Utilizing a variety of legal arguments
The examination of R2HE was intertwined with other rights, particularly those of indigenous communities. A core concern in the case revolved around the inadequate delineation, demarcation, and titling of the ancestral lands belonging to over 90 indigenous communities. The repercussions of both actions and inactions on their lands, culture, customary practices, and overall way of life were intricately linked to their R2HE. These communities held a unique bond with their land, and the degradation experienced extended “beyond merely economic and subsistence aspects, affecting their [cultural] identity.” The Court acknowledged the inseparable link between environmental and human rights, recognizing that vulnerable groups bear a disproportionate brunt of environmental degradation.
Take Aways
The case of the Lhaka Honhat Association presented to the Inter-American Court, facilitated by the IACHR, underscores the extensive journey involved in pursuing justice through regional and international legal avenues. Nonetheless, it also demonstrates that such bodies offer a ray of hope when domestic options have been exhausted, and signifies the potential for significant influence on the development of customary international law and universally acknowledged fundamental rights. This case serves as an example of how litigants can interpret legal frameworks, emphasizing the interconnectedness and parallels between R2HE and other core rights. It demonstrates the ability to integrate R2HE principles into treaties and conventions that might not explicitly delineate the “right to a healthy environment.”
Terms
Element
Healthy Biodiversity and Ecosystems
R2HE includes healthy biodiversity and ecosystems among its substantive elements. This internationally recognized right encompasses the entitlement of individuals and communities to live in a balanced environment that supports diverse and thriving ecosystems. It necessitates safeguarding and preserving ecological diversity, ensuring the resilience and well-being of ecosystems and promoting the sustainability of natural habitats for present and future generations. Additionally, this right entails the protection of various species, habitats and ecological processes essential to the maintenance of a healthy and functional environment.
Element
Other
Different international and regional agreements, in addition to domestic laws across jurisdictions, may define R2HE to include other substantive and/or procedural components.

* **Exercise task**
Reproduce the passage on the right to a healthy environment word for word, from "Utilizing a variety" up to and including "of environmental degradation.".

* **Data section**
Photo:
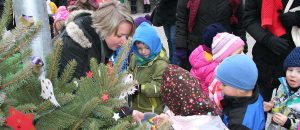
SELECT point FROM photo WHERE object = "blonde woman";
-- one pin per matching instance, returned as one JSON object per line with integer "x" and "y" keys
{"x": 95, "y": 35}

* **Problem solution**
Utilizing a variety of legal arguments
The examination of R2HE was intertwined with other rights, particularly those of indigenous communities. A core concern in the case revolved around the inadequate delineation, demarcation, and titling of the ancestral lands belonging to over 90 indigenous communities. The repercussions of both actions and inactions on their lands, culture, customary practices, and overall way of life were intricately linked to their R2HE. These communities held a unique bond with their land, and the degradation experienced extended “beyond merely economic and subsistence aspects, affecting their [cultural] identity.” The Court acknowledged the inseparable link between environmental and human rights, recognizing that vulnerable groups bear a disproportionate brunt of environmental degradation.